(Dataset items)
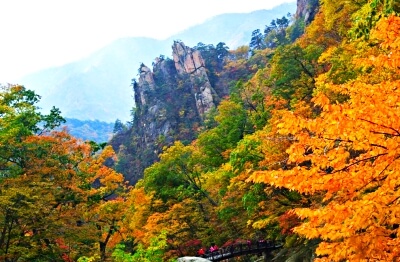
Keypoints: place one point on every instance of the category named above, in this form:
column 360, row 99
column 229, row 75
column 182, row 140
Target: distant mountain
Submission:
column 89, row 130
column 99, row 86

• **WHAT IS NEEDED**
Repeat each of the items above word for word, leaving out the pictures.

• **FINISHED EXERCISE**
Keypoints: place one point on every instance of the category named above, in this form:
column 360, row 99
column 229, row 75
column 182, row 140
Target: distant mountain
Submission:
column 89, row 130
column 99, row 86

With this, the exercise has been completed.